Testo citato:
########################################

L’Ucraina in questo contesto fu forse tra le quindici repubbliche quella cui fu destinata la storia più tragica, con deportazioni di massa a partire dal 1931 che raggiunsero i due milioni di persone nel secondo dopoguerra; l’accusa più diffusa era quella di “nazionalismo”. Oltre alla pesante russificazione e alla carestia forzata del 1932-33 (holodomor ), si registrò una progressiva cancellazione dell’identità nazionale e di qualsiasi forma di opposizione, i cui esiti, come per la questione linguistica, si ripercuotono tutt’oggi. Poeti e artisti non possono però che essere voce del loro tempo, Draj-Hmara tra loro. Questa è l’Ucraina che descrisse allora:

Quale mare ingiallito:

la segale ancora da falciare,

vuota di spighe,

nell’attesa dei falciatori,

ma di questi

non c’è traccia.

È deserto qui:

nessuna fattoria,

nessun albero:

steppe,

steppe,

senza fine.

########################################

Compiti:
a – Rispondi a queste domande sul testo sull'Ucraina:
(i) Da quale anno iniziarono le deportazioni di massa?
(ii) Qual era l'accusa più diffusa?
(iii) Nei versi, che cosa è ancora da falciare?
b – Riporta parola per parola la parte del testo sull'Ucraina che si apre con le parole contenenti "L’Ucraina in questo" e si chiude con "non c’è traccia.".
c – Scrivi il seguito del testo sull'Ucraina, ripartendo da dove termina.

########################################

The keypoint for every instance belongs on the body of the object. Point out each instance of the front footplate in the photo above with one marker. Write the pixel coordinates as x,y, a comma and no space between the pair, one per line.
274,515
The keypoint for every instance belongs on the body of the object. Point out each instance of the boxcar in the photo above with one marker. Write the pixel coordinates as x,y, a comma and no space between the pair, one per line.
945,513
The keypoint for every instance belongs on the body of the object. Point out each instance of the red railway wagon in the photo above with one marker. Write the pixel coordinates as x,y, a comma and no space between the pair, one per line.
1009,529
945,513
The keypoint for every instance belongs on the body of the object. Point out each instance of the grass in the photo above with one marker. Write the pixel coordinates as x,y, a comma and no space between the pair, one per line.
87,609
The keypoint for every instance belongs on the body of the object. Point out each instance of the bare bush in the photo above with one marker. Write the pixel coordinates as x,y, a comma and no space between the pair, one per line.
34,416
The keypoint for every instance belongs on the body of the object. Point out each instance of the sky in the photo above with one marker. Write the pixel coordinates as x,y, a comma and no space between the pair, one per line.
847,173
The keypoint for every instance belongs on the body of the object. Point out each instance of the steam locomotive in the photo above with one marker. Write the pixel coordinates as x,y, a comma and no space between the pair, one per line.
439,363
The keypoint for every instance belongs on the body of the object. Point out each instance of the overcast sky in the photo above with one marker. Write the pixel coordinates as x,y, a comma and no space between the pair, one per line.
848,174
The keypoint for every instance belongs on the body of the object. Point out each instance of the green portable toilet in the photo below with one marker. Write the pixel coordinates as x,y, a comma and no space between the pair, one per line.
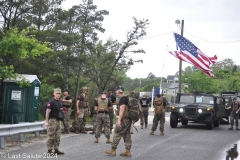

########################################

Soluzioni:
a –
(i) Dal 1931.
(ii) Quella di "nazionalismo".
(iii) La segale.

b –
L’Ucraina in questo contesto fu forse tra le quindici repubbliche quella cui fu destinata la storia più tragica, con deportazioni di massa a partire dal 1931 che raggiunsero i due milioni di persone nel secondo dopoguerra; l’accusa più diffusa era quella di “nazionalismo”. Oltre alla pesante russificazione e alla carestia forzata del 1932-33 (holodomor ), si registrò una progressiva cancellazione dell’identità nazionale e di qualsiasi forma di opposizione, i cui esiti, come per la questione linguistica, si ripercuotono tutt’oggi. Poeti e artisti non possono però che essere voce del loro tempo, Draj-Hmara tra loro. Questa è l’Ucraina che descrisse allora:

Quale mare ingiallito:

la segale ancora da falciare,

vuota di spighe,

nell’attesa dei falciatori,

ma di questi

non c’è traccia.

c –
Tanta partecipazione, inevitabilmente politica, però non poteva essere tollerata in epoca staliniana. Fu così che tra il 1933 e il 1934 i neoclassici di Kiev finirono nel mirino delle autorità sovietiche; venne aperto l’affaire Zerov, in cui finirono i membri del gruppo. L’accusa era, in generale, di attività controrivoluzionaria e di nazionalismo. Come commentò lo stesso Draj-Hmara, “tra me e la rivoluzione sociale a lungo ci fu il nazionalismo, che io interpretavo, evidentemente sbagliando, come servizio verso il mio popolo”. Una delle sue poesie in particolare disturbava le autorità, I cigni (Lebedy, 1928), un sonetto che, “dedicato ai compagni”, richiama i versi di Mallarmé e si conclude con questa terzina:

Osate, cigni: dalla cattività, dal nulla

Vi fa venire alla luce la chiara costellazione della Lira,

dove ribolle l’oceano di fervente vita.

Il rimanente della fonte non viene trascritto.